Your travel through Turkey isn't complete unless you visit the fascinating Cappadocia region, which boasts a bizarre landscape of clustered chimney cones and the remnants of underground cities made from tunnels which used to house as many as 20,000 people.

These cities were burrowed into the earth partly as insulated storage bins for grains, and partly to protect local Cappadocia tribes from the onslaught of invading Byzantines.

The best known of these underground communities is Derinkuyu, which was tunnelled as deep as 20 levels into the Anatolian plateau.

Tourists can nowadays travel underground as deep as eight storeys through the tunnels, which are dissected by ventilation shafts. Massive circular rock doors were built to roll across the passages when they needed to be sealed against the enemy.

The ventilation shafts provided fresh air but were also cleverly designed to disperse the release of cooking smoke so the location of the city was not betrayed. The planning and engineering were impressive.

Dozens of underground cities were built so that entire communities and their livestock could hide from marauding armies.

**The task**: Resume the passage on Cappadocia's underground cities, picking up after its final sentence. The records that follow were drawn from a separate source.

**Information shown**:
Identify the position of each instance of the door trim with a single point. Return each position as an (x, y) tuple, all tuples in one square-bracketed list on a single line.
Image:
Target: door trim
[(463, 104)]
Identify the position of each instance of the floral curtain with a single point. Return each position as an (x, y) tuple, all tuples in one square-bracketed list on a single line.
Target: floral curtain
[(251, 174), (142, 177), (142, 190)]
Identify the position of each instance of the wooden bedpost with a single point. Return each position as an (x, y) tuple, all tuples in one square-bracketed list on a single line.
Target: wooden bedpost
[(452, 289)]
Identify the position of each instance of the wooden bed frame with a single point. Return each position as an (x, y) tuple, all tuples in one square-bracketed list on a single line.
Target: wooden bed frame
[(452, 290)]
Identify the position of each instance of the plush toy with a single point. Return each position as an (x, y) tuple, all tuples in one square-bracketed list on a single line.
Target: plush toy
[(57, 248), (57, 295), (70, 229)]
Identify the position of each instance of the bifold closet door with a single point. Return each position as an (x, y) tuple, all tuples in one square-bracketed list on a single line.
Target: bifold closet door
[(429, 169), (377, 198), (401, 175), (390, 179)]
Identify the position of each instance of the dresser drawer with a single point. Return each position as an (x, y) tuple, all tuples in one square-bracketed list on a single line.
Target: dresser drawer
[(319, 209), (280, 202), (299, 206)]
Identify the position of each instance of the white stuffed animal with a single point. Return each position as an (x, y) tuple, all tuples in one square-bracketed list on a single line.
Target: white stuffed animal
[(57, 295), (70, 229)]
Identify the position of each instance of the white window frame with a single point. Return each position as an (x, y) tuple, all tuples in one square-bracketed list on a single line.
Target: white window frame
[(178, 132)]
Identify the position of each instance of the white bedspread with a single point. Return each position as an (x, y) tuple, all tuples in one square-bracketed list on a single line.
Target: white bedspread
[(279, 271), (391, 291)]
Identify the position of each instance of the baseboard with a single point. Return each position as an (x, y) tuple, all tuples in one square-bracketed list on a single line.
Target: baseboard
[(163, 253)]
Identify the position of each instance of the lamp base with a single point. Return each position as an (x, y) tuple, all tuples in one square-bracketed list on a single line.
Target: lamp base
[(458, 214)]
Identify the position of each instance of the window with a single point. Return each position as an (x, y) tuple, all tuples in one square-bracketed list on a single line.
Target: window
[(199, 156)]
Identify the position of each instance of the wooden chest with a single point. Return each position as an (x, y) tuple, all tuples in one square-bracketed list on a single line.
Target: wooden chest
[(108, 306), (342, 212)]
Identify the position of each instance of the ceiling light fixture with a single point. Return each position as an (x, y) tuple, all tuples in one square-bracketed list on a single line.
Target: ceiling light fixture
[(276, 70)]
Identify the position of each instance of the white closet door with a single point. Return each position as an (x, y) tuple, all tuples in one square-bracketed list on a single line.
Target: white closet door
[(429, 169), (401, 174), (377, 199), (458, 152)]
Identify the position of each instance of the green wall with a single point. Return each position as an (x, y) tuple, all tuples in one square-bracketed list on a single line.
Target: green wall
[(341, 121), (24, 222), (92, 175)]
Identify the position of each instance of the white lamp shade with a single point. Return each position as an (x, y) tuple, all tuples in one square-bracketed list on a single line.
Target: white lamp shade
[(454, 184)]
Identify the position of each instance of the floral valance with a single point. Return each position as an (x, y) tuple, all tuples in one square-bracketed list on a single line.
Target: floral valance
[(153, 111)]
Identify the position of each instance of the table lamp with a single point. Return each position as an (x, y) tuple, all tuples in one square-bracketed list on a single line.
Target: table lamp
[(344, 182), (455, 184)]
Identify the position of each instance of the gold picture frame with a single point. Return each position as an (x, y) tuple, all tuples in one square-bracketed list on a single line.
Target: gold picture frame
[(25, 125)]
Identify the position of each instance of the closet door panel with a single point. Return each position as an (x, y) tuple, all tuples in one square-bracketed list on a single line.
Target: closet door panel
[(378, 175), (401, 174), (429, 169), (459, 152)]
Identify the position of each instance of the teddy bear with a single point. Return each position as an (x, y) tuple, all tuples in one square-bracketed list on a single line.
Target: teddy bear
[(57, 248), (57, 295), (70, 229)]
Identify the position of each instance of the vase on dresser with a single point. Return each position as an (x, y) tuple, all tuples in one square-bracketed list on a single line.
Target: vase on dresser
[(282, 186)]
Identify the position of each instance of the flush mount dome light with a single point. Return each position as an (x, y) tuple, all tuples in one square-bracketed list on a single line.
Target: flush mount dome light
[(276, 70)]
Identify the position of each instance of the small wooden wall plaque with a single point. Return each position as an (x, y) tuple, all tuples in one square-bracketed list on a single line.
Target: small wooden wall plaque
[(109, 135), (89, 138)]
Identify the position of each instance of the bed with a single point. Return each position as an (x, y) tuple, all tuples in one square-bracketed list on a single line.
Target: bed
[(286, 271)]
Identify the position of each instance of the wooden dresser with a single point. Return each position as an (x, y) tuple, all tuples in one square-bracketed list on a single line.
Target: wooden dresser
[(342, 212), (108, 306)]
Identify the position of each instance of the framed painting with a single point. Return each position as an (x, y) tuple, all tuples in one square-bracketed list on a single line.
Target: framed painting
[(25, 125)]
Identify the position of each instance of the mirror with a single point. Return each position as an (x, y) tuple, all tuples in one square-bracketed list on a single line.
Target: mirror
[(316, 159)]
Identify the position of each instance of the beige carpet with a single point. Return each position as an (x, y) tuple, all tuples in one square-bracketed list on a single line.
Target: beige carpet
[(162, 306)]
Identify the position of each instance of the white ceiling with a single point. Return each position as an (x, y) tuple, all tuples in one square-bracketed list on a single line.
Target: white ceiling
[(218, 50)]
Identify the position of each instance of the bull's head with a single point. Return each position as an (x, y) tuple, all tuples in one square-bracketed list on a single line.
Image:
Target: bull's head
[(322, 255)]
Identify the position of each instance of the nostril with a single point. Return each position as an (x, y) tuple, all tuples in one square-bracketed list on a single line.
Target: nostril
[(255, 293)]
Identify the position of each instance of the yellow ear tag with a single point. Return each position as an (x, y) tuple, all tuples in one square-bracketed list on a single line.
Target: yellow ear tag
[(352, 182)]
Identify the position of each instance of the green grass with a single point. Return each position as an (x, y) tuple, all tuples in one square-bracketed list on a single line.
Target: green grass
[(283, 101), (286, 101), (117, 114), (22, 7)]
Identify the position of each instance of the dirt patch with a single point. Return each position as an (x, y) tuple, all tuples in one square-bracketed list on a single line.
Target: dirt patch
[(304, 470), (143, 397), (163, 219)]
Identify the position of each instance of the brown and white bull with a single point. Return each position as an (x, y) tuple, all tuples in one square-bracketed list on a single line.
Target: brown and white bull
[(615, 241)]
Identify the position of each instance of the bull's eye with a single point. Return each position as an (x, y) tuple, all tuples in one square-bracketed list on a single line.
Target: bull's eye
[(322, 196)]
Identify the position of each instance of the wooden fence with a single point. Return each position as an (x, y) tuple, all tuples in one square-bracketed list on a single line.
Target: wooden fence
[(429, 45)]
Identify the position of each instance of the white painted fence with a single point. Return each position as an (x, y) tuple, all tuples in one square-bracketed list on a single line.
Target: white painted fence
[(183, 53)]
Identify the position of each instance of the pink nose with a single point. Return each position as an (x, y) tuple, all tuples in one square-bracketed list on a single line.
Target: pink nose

**Exercise answer**:
There are about 150 underground settlements in the Cappadocia district of Turkey but only a few such as Derinkuyu are open to the public.

Cappadocia is about 660 kilometres south-east of Istanbul and 160 kilometres north of Turkey's Mediterranean coast. The region is designated as a national park and is bounded by Kayseri to the east, Aksaray to the west and Nidge to the south.

Within many Cappadocian valleys you'll find a maze of strange volcanic cones, as pictured above and below.

Valleys near Aktepe in northern Cappadocia are the most densely clustered and best preserved.


Neuschwanstein


The cones were formed as a result of extensive volcanic activity millions of years ago which left different layers and densities of rock across the Turkey landscape.

The cones formed over the eons because their tops contain harder basalt rock which sheltered the softer underlying strata from rains that eroded all the surrounding soft rock.

The volcanic rock, or tufa, is soft when first mined but hardens when exposed to the air - a characteristic exploited by the locals for centuries to build underground cities and chisel their homes into the rockface.

The rock colours are stunning and the region featured in the Star Wars films as Tatooine, the deserted planet where the Skywalker family lived.

Balloon rides over the region are available but a one hour sightseeing trip usually costs around US$300 (2008).



The Cappadocia region's tribes carved homes into these so-called fairy chimneys, some becoming impressive dwellings with different rooms on several storeys.

These bizarre dwellings provide built-in insulation to protect against the hot summers and frigid winter days of Cappadocia.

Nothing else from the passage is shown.